(What to produce) Extract, word for word, the lines of the listing below that run from the line containing "Practice. Identify the white" through the end of the listing, with both ends included.

Pointing listing
########

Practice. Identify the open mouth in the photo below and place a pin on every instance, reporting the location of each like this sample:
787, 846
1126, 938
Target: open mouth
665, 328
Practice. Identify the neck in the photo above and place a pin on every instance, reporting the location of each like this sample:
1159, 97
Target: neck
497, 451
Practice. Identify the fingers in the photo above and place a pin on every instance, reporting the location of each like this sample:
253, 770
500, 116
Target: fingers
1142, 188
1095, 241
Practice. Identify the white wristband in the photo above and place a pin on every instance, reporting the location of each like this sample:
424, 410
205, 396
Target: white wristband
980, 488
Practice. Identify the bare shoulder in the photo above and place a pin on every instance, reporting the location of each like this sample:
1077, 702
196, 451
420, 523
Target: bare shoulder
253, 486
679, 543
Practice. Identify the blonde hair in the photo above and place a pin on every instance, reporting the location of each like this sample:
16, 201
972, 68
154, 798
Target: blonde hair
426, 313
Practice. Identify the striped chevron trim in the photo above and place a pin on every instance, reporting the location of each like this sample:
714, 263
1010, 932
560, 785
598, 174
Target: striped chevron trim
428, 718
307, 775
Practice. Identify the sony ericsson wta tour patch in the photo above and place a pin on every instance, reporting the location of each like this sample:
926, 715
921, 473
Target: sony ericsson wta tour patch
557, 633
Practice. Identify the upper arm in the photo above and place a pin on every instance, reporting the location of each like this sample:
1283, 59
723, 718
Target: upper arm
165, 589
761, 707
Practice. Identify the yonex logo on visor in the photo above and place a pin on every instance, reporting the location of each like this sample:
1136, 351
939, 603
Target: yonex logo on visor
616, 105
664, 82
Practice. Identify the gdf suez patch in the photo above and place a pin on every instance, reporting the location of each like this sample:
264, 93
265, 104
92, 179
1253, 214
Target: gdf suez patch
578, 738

########

(Exercise result)
Practice. Identify the white wristband in the photo above and place a pin on every instance, reporting the location of each like this sample:
424, 410
205, 396
Target: white wristband
980, 488
Practice. Identify the bare shoulder in the photo above and place a pin on every instance, reporting the location of each like this sample:
1077, 702
196, 451
420, 523
Target: bare shoulder
253, 486
679, 543
Practice. Identify the blonde hair in the photo above and place a pin on every instance, reporting the location of each like this sample:
16, 201
972, 68
154, 798
Target: blonde hair
426, 313
Practice. Identify the striped chevron trim in the photo above and place a pin on every instance, reporting the location of each like this sample:
714, 263
1010, 932
560, 785
598, 174
Target: striped chevron trim
428, 718
307, 775
Practice. Identify the sony ericsson wta tour patch in the photo above and place a pin on every instance, reporting the location of each like this sample:
926, 715
921, 473
Target: sony ericsson wta tour patch
557, 633
Practice. Identify the upper arm in the photo above and place a pin on every instance, reporting the location of each like this sample:
1283, 59
723, 718
Target: upper arm
165, 589
761, 707
Practice. Identify the yonex logo on visor in the photo above and place a pin on every instance, reporting the location of each like this sample:
1136, 351
939, 603
Target: yonex logo on visor
616, 105
664, 82
Practice. Identify the gdf suez patch in the photo above and place a pin on every instance, reporting the location of each like this sample:
264, 93
265, 104
92, 179
1253, 214
Target: gdf suez patch
578, 738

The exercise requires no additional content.